─── INPUT FOR THIS TASK ───

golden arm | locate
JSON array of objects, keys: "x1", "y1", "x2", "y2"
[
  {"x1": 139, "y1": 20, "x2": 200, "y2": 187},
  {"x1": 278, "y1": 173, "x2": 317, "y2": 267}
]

───

§ DESCRIPTION OF THE TASK
Set down the entire listing above again, every line reproduced word for word and character for character.

§ RIGHT ANSWER
golden arm | locate
JSON array of objects, keys: "x1", "y1", "x2", "y2"
[
  {"x1": 139, "y1": 20, "x2": 200, "y2": 187},
  {"x1": 278, "y1": 173, "x2": 317, "y2": 267}
]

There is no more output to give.